▸ **Text shown**:
◆ ◆ ◆ ◆
16 June 2008
The British Fertility Society (BFS) has published new guidelines on the use of preimplantation genetic screening - PGS (see BBC news). PGS involves testing cells removed from early embryos produced during in vitro fertilisation (IVF) to detect chromosomal abnormalities prior to implantation. Embryos with chromosomal abnormalities can appear normal during the early stages of development; however, following implantation they may not develop properly leading to a reduction in the chances of a successful pregnancy. Currently, the Human Fertilisation and Embryology Authority (HFEA) allows clinics to use this procedure to treat older women, those who have had several unsuccessful IVF attempts and those who have had several miscarriages.
◆ ◆ ◆ ◆
[Source data]
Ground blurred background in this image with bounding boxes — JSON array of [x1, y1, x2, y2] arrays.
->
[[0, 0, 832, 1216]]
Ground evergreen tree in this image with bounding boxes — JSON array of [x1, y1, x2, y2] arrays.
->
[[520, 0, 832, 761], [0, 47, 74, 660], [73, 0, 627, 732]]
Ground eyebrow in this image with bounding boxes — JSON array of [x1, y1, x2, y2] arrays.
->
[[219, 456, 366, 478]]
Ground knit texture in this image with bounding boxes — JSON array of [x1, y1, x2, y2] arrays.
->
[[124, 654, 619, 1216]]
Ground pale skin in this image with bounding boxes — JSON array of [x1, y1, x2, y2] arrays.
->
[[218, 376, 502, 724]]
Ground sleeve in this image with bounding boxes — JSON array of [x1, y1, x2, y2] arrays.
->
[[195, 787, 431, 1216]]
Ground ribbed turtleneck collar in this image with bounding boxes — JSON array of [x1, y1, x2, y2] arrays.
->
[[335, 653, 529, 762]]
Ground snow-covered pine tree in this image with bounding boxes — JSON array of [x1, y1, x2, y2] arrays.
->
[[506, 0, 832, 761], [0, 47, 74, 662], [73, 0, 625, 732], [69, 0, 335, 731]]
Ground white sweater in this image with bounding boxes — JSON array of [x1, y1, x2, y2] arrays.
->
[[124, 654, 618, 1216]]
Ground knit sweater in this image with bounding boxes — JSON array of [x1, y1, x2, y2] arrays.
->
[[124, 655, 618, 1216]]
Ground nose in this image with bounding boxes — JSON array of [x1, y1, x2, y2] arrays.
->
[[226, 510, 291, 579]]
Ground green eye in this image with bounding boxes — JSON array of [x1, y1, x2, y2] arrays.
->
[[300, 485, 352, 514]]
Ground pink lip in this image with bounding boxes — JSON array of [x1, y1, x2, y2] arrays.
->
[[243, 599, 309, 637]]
◆ ◆ ◆ ◆
▸ **Task instructions**:
a) According to the PGS guidelines text, which groups of patients does the HFEA currently allow clinics to treat with PGS?
b) Pick up the PGS guidelines text after its last sentence and carry it on.

▸ **Answers per task**:
a)
- Older women
- Those who have had several unsuccessful IVF attempts
- Those who have had several miscarriages

b)
The new guidelines produced by the BSF are published in the journal Human Fertility following a review of published research on the safety and success rates of PGS. The lack of robust evidence in favour of PGS has led the authors to recommend that it should “preferably be offered within the context of well-designed randomised trials performed in suitably experienced centres” (see press release). The guidelines also state that clinicians should inform patients about the lack of evidence and recommend that further research be carried out to assess the safety and efficiency of this procedure. They stress that these guidelines refer to preimplantation genetic screening and not preimplantation genetic diagnosis (PGD), which is a specific test, offered to patients who are at a high risk of transmitting a known genetic disorder to their child.